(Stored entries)
|---|

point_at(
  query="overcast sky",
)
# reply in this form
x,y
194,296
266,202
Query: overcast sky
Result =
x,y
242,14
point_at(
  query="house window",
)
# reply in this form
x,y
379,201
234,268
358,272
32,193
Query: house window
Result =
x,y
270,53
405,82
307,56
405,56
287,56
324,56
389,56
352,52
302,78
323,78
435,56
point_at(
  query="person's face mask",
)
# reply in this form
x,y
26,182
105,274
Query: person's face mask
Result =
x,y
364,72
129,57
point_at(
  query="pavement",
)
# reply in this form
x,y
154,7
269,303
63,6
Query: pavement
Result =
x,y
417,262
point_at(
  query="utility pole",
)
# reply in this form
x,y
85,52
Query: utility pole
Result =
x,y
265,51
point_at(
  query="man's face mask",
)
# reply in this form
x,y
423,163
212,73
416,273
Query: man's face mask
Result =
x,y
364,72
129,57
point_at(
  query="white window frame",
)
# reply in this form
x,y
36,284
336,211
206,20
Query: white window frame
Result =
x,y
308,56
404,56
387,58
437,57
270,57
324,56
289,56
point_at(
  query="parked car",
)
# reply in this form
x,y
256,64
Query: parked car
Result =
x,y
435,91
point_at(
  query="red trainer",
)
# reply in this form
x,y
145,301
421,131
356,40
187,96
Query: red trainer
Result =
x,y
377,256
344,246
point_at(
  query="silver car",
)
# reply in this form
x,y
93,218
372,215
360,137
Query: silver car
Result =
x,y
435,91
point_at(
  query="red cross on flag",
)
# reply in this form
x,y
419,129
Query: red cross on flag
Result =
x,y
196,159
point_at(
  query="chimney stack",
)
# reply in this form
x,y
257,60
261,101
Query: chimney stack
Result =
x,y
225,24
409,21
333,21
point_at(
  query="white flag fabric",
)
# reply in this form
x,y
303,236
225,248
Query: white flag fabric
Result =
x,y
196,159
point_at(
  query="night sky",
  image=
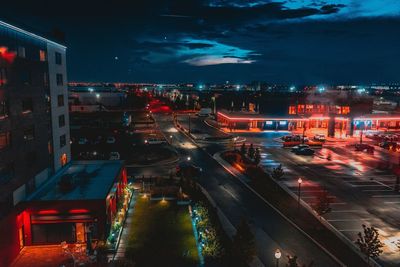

|---|

■ **WORK ORDER**: Would you retype each line above exactly and skip every image?

■ **FINISHED EXERCISE**:
point_at(
  query="overcast sky",
)
# reply in this form
x,y
194,296
266,202
Query: overcast sky
Result =
x,y
242,14
point_at(
  query="house window",
)
# reply in this form
x,y
379,201
234,268
358,272
32,193
Query: house window
Result =
x,y
270,53
405,82
307,56
405,56
287,56
324,56
389,56
352,52
302,78
323,78
435,56
point_at(
  query="person's face mask",
)
# reply in this form
x,y
26,182
105,274
Query: person's face mask
Result =
x,y
364,72
129,57
point_at(
  query="pavement",
)
# reply in this form
x,y
154,7
269,303
63,6
Query: pavement
Result =
x,y
417,262
point_at(
  query="utility pole",
)
# reply in this form
x,y
85,52
Query: utility pole
Result =
x,y
265,51
point_at(
  query="man's face mask",
)
# reply in this form
x,y
423,163
212,73
416,273
Query: man's face mask
Result =
x,y
364,72
129,57
point_at(
  query="white window frame",
)
# reply in this form
x,y
36,284
336,211
206,20
Query: white window frame
Result =
x,y
308,56
404,56
387,58
437,57
270,57
324,56
289,56
point_at(
  query="parked car",
)
# reply in this form
x,y
256,64
Query: parked car
Result =
x,y
435,91
point_at(
  query="red trainer",
)
# reply in this form
x,y
145,301
421,131
356,40
187,96
Query: red trainer
Result =
x,y
377,256
344,246
point_at(
  query="silver car",
)
# reply in this form
x,y
93,218
372,215
360,137
Query: silver car
Result =
x,y
435,91
point_at(
  query="red cross on flag",
)
# reply in this form
x,y
419,129
Query: red cross on flag
Result =
x,y
196,159
point_at(
  query="chimney stack",
)
# reply in this form
x,y
257,60
261,101
Query: chimney stack
Result =
x,y
225,24
409,21
333,21
point_at(
  query="white flag fabric",
)
# reply in this form
x,y
303,236
225,248
Query: white flag fabric
Result =
x,y
196,159
point_at(
  query="night sky",
  image=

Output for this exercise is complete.